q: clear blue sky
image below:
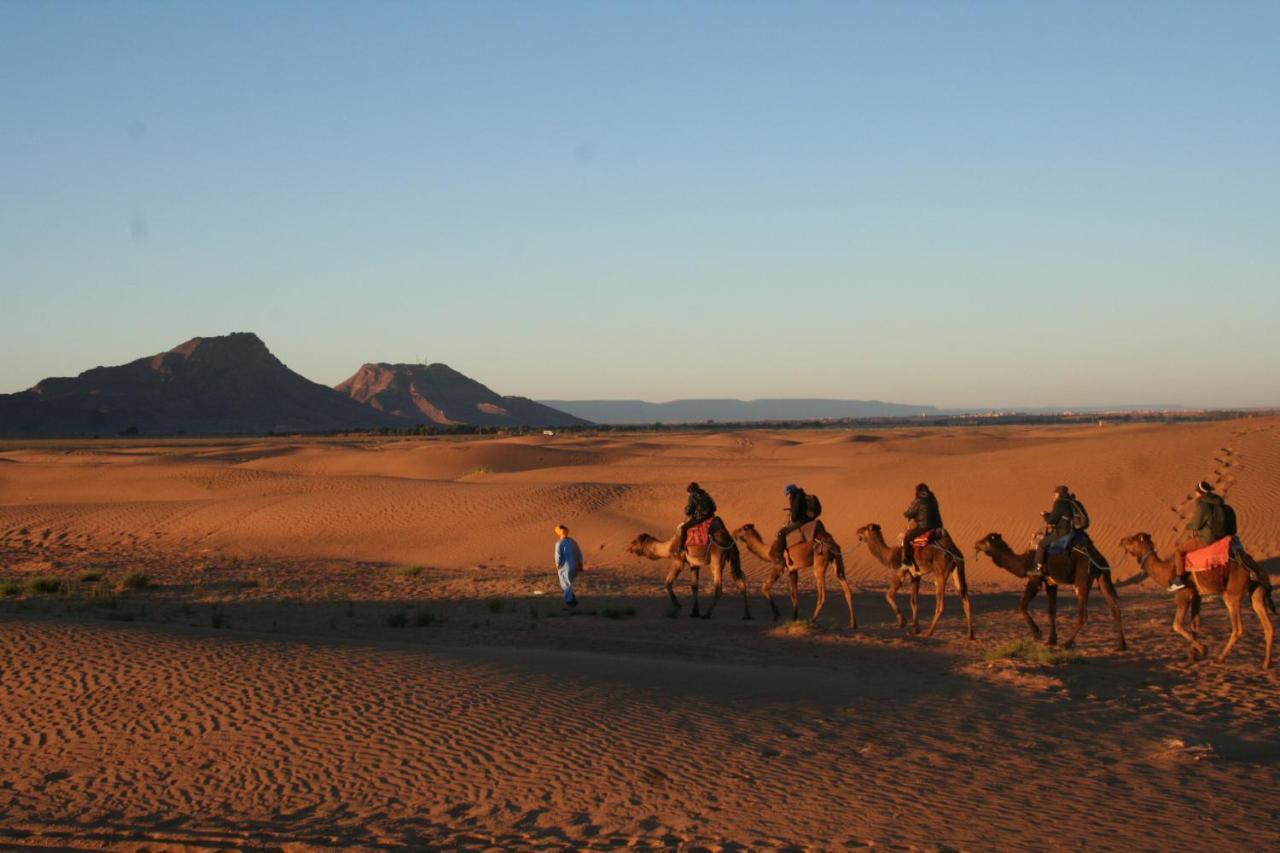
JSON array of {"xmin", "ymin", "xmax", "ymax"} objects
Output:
[{"xmin": 0, "ymin": 0, "xmax": 1280, "ymax": 406}]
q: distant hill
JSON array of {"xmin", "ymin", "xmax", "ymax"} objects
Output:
[
  {"xmin": 543, "ymin": 400, "xmax": 941, "ymax": 424},
  {"xmin": 337, "ymin": 362, "xmax": 589, "ymax": 427},
  {"xmin": 0, "ymin": 326, "xmax": 403, "ymax": 427}
]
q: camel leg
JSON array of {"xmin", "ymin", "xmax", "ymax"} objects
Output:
[
  {"xmin": 924, "ymin": 575, "xmax": 947, "ymax": 639},
  {"xmin": 1018, "ymin": 580, "xmax": 1043, "ymax": 642},
  {"xmin": 703, "ymin": 556, "xmax": 724, "ymax": 619},
  {"xmin": 911, "ymin": 575, "xmax": 920, "ymax": 634},
  {"xmin": 836, "ymin": 555, "xmax": 858, "ymax": 631},
  {"xmin": 760, "ymin": 562, "xmax": 783, "ymax": 621},
  {"xmin": 1217, "ymin": 583, "xmax": 1244, "ymax": 663},
  {"xmin": 689, "ymin": 564, "xmax": 701, "ymax": 619},
  {"xmin": 1062, "ymin": 570, "xmax": 1089, "ymax": 648},
  {"xmin": 1249, "ymin": 584, "xmax": 1275, "ymax": 670},
  {"xmin": 1174, "ymin": 587, "xmax": 1206, "ymax": 661},
  {"xmin": 1044, "ymin": 584, "xmax": 1057, "ymax": 646},
  {"xmin": 884, "ymin": 571, "xmax": 906, "ymax": 628},
  {"xmin": 1098, "ymin": 571, "xmax": 1129, "ymax": 652},
  {"xmin": 810, "ymin": 555, "xmax": 827, "ymax": 622},
  {"xmin": 955, "ymin": 562, "xmax": 974, "ymax": 639},
  {"xmin": 663, "ymin": 560, "xmax": 685, "ymax": 616}
]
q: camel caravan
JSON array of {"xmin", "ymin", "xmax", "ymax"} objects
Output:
[{"xmin": 627, "ymin": 482, "xmax": 1275, "ymax": 669}]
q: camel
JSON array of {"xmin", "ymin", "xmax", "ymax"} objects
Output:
[
  {"xmin": 627, "ymin": 520, "xmax": 751, "ymax": 619},
  {"xmin": 1120, "ymin": 533, "xmax": 1275, "ymax": 670},
  {"xmin": 858, "ymin": 523, "xmax": 974, "ymax": 639},
  {"xmin": 973, "ymin": 533, "xmax": 1129, "ymax": 652},
  {"xmin": 733, "ymin": 521, "xmax": 858, "ymax": 630}
]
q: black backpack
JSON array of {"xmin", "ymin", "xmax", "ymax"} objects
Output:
[{"xmin": 1068, "ymin": 497, "xmax": 1089, "ymax": 530}]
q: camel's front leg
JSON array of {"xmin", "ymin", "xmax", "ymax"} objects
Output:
[
  {"xmin": 1062, "ymin": 570, "xmax": 1091, "ymax": 648},
  {"xmin": 689, "ymin": 562, "xmax": 701, "ymax": 619},
  {"xmin": 760, "ymin": 562, "xmax": 782, "ymax": 621},
  {"xmin": 1251, "ymin": 585, "xmax": 1276, "ymax": 670},
  {"xmin": 1217, "ymin": 579, "xmax": 1244, "ymax": 663},
  {"xmin": 1098, "ymin": 571, "xmax": 1129, "ymax": 652},
  {"xmin": 787, "ymin": 569, "xmax": 800, "ymax": 622},
  {"xmin": 1044, "ymin": 583, "xmax": 1057, "ymax": 646},
  {"xmin": 911, "ymin": 575, "xmax": 920, "ymax": 634},
  {"xmin": 956, "ymin": 562, "xmax": 974, "ymax": 639},
  {"xmin": 663, "ymin": 557, "xmax": 685, "ymax": 616},
  {"xmin": 1018, "ymin": 580, "xmax": 1043, "ymax": 642},
  {"xmin": 812, "ymin": 555, "xmax": 827, "ymax": 622}
]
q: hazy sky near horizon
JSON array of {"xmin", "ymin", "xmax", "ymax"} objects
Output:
[{"xmin": 0, "ymin": 1, "xmax": 1280, "ymax": 406}]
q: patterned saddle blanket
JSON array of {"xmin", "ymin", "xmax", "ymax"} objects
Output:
[{"xmin": 1187, "ymin": 537, "xmax": 1239, "ymax": 571}]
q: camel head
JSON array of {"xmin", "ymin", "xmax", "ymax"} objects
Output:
[
  {"xmin": 973, "ymin": 533, "xmax": 1011, "ymax": 557},
  {"xmin": 1120, "ymin": 533, "xmax": 1156, "ymax": 560}
]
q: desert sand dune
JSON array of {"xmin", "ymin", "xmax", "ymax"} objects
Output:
[{"xmin": 0, "ymin": 419, "xmax": 1280, "ymax": 849}]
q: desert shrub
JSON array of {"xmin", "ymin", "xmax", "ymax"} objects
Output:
[
  {"xmin": 983, "ymin": 638, "xmax": 1084, "ymax": 666},
  {"xmin": 392, "ymin": 566, "xmax": 422, "ymax": 578},
  {"xmin": 120, "ymin": 571, "xmax": 151, "ymax": 589},
  {"xmin": 23, "ymin": 575, "xmax": 63, "ymax": 596}
]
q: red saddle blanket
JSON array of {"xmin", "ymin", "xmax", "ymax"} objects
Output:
[
  {"xmin": 911, "ymin": 528, "xmax": 942, "ymax": 562},
  {"xmin": 685, "ymin": 519, "xmax": 716, "ymax": 548},
  {"xmin": 1187, "ymin": 537, "xmax": 1235, "ymax": 571}
]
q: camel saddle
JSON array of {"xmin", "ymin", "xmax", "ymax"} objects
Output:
[
  {"xmin": 1187, "ymin": 537, "xmax": 1236, "ymax": 571},
  {"xmin": 787, "ymin": 519, "xmax": 818, "ymax": 551},
  {"xmin": 911, "ymin": 528, "xmax": 947, "ymax": 565},
  {"xmin": 685, "ymin": 516, "xmax": 719, "ymax": 548}
]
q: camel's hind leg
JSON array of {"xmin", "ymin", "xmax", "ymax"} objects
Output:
[
  {"xmin": 1217, "ymin": 566, "xmax": 1248, "ymax": 663},
  {"xmin": 1062, "ymin": 569, "xmax": 1091, "ymax": 648},
  {"xmin": 1249, "ymin": 584, "xmax": 1276, "ymax": 670},
  {"xmin": 1044, "ymin": 583, "xmax": 1057, "ymax": 646},
  {"xmin": 662, "ymin": 560, "xmax": 685, "ymax": 616},
  {"xmin": 924, "ymin": 573, "xmax": 947, "ymax": 638},
  {"xmin": 689, "ymin": 562, "xmax": 701, "ymax": 619},
  {"xmin": 884, "ymin": 570, "xmax": 906, "ymax": 628},
  {"xmin": 703, "ymin": 555, "xmax": 724, "ymax": 619},
  {"xmin": 955, "ymin": 562, "xmax": 974, "ymax": 639},
  {"xmin": 1174, "ymin": 587, "xmax": 1207, "ymax": 661},
  {"xmin": 760, "ymin": 562, "xmax": 785, "ymax": 621},
  {"xmin": 1098, "ymin": 571, "xmax": 1129, "ymax": 652},
  {"xmin": 836, "ymin": 553, "xmax": 858, "ymax": 631},
  {"xmin": 1018, "ymin": 580, "xmax": 1043, "ymax": 642}
]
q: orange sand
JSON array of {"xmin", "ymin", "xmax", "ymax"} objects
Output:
[{"xmin": 0, "ymin": 419, "xmax": 1280, "ymax": 849}]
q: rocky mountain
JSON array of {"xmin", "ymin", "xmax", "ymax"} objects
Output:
[
  {"xmin": 544, "ymin": 400, "xmax": 941, "ymax": 424},
  {"xmin": 337, "ymin": 362, "xmax": 589, "ymax": 427},
  {"xmin": 0, "ymin": 332, "xmax": 403, "ymax": 435}
]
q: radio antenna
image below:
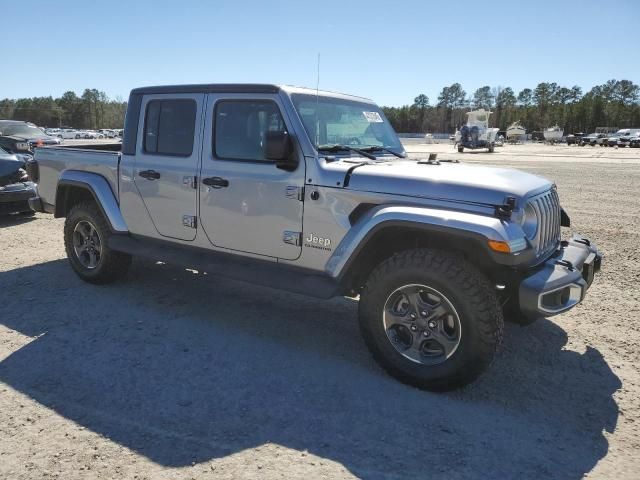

================

# Task statement
Please give the number of lines in the rows above that contain the string "camel". Reply with the number only.

# Result of this exercise
7